[start Source text]

Hello mducharme,
My topology goes like this
ISP 1 -- Router A ------- Router C ------- Router D ------- router F ----- Router B--- ISP 2
So I setup Router A and Router B as BGP routers, inside Routers C, D , F , A, B all use OSPF, I want to establish that when my ISP 1 is down ( it happens sometimes and I m stuck currently) that all traffic goes to Router B and ISP 2, the primary thing is default route
I ve setup OSPF as I mentioned , I am asking is this going to work as I mentioned before ?
You can the redundancy you want to work, yes, but this situation is more complex than most starting out. Unfortunately this view of the network topology is a bit simplistic, since I cannot see everything, but I assume that routers C D and F form a core of sorts, with router A and B as the edge. You have to think *very* carefully about anything that can go wrong. I can see some challenges:
- If Router A and Router B are going to be doing your BGP, they *need* to be peered with one another because their routing tables should agree. Normally they would be next to each other, but in this case there are several hops in between. This leads to the possibility of a split brain problem in event of certain failures, covered later. Keep in mind that this also means that if a packet does arrive at Router B to go out the Internet, but Router A is properly up and running, it will send this packet to router A to go out if router A is the preferred gateway because they should agree.

[end Source text]
[start Listed entries]

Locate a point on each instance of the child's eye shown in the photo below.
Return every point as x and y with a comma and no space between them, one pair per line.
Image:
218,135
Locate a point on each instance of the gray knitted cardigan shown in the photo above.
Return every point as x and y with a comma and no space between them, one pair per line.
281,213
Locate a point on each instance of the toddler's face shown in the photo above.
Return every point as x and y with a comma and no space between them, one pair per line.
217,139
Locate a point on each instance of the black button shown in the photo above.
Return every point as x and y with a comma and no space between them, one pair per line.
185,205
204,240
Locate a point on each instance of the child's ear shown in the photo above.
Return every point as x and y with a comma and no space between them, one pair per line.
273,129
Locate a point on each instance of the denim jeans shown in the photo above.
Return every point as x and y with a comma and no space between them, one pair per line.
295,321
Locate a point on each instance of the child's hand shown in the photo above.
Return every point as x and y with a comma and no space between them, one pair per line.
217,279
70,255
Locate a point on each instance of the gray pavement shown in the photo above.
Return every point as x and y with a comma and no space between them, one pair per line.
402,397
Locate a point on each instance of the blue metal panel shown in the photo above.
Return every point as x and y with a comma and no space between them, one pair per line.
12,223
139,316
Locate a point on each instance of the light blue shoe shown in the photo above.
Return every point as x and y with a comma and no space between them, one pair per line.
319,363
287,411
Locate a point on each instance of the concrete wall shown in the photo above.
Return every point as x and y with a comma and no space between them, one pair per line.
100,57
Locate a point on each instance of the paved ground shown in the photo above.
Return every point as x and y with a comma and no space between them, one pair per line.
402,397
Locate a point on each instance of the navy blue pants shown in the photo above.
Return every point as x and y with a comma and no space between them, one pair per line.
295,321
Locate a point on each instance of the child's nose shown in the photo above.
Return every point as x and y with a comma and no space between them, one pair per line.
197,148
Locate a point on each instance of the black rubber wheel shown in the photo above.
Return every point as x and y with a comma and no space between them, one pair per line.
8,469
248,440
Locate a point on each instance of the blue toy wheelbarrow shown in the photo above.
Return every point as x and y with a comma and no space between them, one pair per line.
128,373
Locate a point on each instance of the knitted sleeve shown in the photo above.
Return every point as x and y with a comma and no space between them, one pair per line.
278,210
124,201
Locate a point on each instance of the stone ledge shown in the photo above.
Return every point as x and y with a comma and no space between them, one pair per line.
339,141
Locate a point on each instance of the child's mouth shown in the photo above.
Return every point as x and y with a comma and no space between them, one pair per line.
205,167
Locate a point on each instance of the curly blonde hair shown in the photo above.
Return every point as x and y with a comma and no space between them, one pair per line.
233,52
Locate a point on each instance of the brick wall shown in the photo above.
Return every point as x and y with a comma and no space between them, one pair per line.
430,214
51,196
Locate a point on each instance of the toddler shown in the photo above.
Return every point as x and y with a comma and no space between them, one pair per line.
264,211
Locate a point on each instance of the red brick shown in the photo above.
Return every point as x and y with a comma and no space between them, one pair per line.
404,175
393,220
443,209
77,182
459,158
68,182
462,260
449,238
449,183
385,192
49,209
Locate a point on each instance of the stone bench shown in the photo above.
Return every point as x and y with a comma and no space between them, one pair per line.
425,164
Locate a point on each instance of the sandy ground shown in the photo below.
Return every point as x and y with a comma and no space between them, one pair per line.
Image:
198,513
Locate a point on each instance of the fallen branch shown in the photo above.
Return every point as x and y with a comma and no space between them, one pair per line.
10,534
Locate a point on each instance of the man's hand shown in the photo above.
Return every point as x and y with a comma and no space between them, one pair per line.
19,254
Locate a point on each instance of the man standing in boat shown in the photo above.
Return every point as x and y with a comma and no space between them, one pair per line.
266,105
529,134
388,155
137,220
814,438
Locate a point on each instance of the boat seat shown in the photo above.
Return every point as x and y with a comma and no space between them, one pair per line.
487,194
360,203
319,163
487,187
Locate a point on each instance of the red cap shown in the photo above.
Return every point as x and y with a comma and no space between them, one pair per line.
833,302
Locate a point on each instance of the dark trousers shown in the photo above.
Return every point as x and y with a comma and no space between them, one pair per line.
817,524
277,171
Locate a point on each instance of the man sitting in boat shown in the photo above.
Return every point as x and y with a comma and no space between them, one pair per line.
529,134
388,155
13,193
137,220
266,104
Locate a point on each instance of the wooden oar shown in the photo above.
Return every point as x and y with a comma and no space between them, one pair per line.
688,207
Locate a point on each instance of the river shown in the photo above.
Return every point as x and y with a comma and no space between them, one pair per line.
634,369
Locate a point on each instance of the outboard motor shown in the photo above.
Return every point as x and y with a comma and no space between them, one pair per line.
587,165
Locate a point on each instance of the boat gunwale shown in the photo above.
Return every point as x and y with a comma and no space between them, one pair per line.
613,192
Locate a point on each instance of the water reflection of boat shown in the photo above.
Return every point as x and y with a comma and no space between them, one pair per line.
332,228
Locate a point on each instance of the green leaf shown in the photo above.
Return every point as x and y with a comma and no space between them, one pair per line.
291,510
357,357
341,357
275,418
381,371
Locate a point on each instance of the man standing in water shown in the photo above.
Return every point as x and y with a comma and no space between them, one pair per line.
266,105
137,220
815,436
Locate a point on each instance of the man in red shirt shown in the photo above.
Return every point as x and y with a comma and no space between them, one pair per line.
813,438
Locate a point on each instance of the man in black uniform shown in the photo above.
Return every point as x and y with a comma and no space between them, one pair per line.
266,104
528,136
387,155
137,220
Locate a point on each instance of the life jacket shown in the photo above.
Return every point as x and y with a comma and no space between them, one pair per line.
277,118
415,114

[end Listed entries]

* [What to work on]:
a - Answer these questions from the routing thread:
(i) Which two routers did the poster set up as BGP routers?
(ii) Which routing protocol do the inside routers use?
(iii) Which routers does the reply assume form a core of sorts?
b - Based on the routing thread, say whether each statement is true, and quote the words that decide it.
(i) The poster set up Router C as a BGP router.
(ii) The reply says Router A and Router B need to be peered with one another.
(iii) In this topology, Router A and Router B sit next to each other.
c - Continue the routing thread from its last sentence.
The records have no connection to the routing thread.

* [Outputs by task]:
a -
(i) Router A and Router B
(ii) OSPF
(iii) Routers C, D and F

b -
(i) No: "So I setup Router A and Router B as BGP routers"
(ii) Yes: "they *need* to be peered with one another"
(iii) No: "in this case there are several hops in between"

c -
- With a static default route on Router A and Router B, if the BGP peering goes down but the ethernet link does not, the OSPF default route will still go to router A because the route will be active. This can be solved by asking both ISPs to only give you a default route instead of a full table, then this default route will go away if the BGP peering goes down.
- If you do #2, which is probably best, then the problem becomes how to redistribute the default gateway into OSPF. RouterOS can do this on paper by having OSPF redistribute default "if-installed" but in practice this is not always reliable and may not work properly. On the network for my employer, we get around this by running a second AS number (a private AS) on our core routers vs. our edge with our public AS. We add a static blackhole default route on the core routers (not the edge) and they redistribute to OSPF, then once the packet gets to the core routers, they get the default through BGP so they route it to whichever border router is the default. In your case if you adopted that setup this would mean choosing a private AS number in the range 64512 to 65535, then setting up BGP on routers C D and F with that AS number (you would set up three peers, between C and D, between D and F, and between C and F, unless you use route reflectors). Then you would peer router F with router B (on your public AS) and router C with router A (on your public AS). You should also enable "remove private AS number" option on your external peerings with the ISPs on routers A and B so that you do not end up accidentally sending them routes with this private AS number in the AS path. I would like to reinforce that this may not necessarily be the best setup for you depending potentially on other issues covered later.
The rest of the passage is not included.